- [Source passage]:
• • • •
Virtual Full-stack Scanning of Brain MRI via Imputing Any Quantised Code¶

Conference: CVPR 2026 arXiv: 2501.18328 Code: Available Area: Medical Imaging Keywords: MRI modality imputation, finite scalar quantisation, brain MRI, cross-modality synthesis, any-to-any

TL;DR¶

This paper proposes CodeBrain, which reformulates the any-to-any brain MRI modality imputation problem as a region-level full-stack quantised code prediction task. Through a two-stage pipeline (scalar quantisation reconstruction + grading-loss code prediction), it achieves unified missing modality synthesis and outperforms five state-of-the-art methods.
• • • •
- [Supplied information]:
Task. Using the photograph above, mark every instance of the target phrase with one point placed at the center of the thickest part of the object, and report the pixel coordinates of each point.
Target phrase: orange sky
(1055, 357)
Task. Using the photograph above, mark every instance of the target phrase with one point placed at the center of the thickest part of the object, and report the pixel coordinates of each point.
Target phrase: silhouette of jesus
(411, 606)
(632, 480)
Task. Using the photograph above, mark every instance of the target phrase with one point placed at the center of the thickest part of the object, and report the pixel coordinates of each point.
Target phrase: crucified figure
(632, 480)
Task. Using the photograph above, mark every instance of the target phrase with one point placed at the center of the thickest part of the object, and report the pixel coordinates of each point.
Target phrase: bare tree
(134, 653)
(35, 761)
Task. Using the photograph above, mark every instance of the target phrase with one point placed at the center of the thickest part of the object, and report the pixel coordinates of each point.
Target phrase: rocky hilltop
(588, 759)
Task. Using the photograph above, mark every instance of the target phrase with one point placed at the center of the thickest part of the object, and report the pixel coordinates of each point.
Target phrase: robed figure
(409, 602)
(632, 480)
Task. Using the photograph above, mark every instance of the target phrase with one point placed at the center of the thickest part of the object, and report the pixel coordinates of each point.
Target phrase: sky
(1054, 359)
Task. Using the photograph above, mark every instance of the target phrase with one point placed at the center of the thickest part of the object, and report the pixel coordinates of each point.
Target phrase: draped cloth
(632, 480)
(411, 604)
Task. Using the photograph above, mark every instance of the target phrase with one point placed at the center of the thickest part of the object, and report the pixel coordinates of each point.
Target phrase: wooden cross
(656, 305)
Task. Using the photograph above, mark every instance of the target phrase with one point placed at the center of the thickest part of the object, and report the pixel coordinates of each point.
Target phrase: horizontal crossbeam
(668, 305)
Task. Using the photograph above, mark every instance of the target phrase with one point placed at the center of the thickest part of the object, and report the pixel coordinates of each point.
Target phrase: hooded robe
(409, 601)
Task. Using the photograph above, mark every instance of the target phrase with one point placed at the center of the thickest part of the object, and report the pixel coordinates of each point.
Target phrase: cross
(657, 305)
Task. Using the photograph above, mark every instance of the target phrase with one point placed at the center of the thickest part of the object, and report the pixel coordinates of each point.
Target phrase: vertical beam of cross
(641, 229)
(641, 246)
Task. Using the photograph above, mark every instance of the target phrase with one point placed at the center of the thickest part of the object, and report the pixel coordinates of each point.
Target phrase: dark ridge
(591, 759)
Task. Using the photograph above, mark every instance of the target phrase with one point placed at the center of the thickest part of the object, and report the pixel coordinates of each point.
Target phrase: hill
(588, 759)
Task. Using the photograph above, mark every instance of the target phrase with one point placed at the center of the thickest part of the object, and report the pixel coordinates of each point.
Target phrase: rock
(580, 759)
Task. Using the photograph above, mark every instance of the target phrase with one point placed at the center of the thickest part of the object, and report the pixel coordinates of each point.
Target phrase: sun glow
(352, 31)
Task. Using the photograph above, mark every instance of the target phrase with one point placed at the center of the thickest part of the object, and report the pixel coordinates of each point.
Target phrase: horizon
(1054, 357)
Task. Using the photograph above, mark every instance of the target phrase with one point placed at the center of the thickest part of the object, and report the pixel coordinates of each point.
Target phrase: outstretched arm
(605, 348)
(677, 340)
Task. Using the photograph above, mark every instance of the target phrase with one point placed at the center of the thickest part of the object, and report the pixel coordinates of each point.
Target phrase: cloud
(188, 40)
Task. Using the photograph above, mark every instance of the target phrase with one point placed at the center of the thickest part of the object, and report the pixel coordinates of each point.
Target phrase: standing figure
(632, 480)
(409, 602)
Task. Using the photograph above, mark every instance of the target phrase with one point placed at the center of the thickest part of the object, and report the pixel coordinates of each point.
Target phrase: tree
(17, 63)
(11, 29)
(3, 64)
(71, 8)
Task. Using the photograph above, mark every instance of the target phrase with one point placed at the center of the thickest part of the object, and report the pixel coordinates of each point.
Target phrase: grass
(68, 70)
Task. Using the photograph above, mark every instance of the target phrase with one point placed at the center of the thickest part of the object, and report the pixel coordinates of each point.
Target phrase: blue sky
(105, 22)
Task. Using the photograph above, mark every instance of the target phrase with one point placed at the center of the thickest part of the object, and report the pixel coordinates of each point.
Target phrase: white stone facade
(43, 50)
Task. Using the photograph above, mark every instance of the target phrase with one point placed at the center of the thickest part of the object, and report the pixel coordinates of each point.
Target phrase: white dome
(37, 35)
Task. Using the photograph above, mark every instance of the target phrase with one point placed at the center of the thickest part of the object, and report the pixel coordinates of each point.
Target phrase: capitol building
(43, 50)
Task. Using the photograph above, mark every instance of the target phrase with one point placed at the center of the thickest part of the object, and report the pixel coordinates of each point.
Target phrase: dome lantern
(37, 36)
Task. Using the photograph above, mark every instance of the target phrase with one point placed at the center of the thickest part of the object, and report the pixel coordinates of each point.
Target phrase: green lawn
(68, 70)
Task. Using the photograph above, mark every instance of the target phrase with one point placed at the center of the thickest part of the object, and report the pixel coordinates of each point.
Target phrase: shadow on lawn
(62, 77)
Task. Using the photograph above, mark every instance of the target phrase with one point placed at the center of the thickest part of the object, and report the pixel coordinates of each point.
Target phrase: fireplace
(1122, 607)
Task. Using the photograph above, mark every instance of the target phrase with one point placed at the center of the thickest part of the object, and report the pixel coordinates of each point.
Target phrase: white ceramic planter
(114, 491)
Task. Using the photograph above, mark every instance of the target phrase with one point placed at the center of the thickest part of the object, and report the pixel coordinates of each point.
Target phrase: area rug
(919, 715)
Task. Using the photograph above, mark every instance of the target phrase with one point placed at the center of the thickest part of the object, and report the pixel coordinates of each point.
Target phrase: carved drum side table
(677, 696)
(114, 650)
• • • •
- [Assigned task 1]: According to the CodeBrain paper summary, how many state-of-the-art methods does CodeBrain outperform?
- [Assigned task 2]: Please continue the CodeBrain paper summary from the end of its TL;DR paragraph.

- [Answer box 1]: Five.

- [Answer box 2]:
Background & Motivation¶

1. Clinical Need¶

Brain MRI examinations involve multiple acquisition protocols (T1, T2, PD, FLAIR, T1Gd, etc.), with different modalities emphasising distinct anatomical or pathological features. In clinical practice, however, acquiring a complete modality set is often infeasible due to scanning time, cost, and contrast agent risks. Virtual full-stack scanning aims to impute missing modalities from incomplete acquisitions, improving data completeness and clinical utility.

2. Limitations of Prior Work¶

Existing unified imputation methods rely on two types of global conditions to specify available/missing modalities: - Global binary vectors: e.g., M2DN uses [1,1,0] to indicate modality availability, but cannot capture region-level and cross-modality variation. - Learnable modality queries: e.g., MMT uses modality-specific decoders, whose parameter count grows with the number of modalities, resulting in poor generalisation.

Both approaches essentially perform pixel-level modality translation and lack compact modelling of cross-modality spatial relationships.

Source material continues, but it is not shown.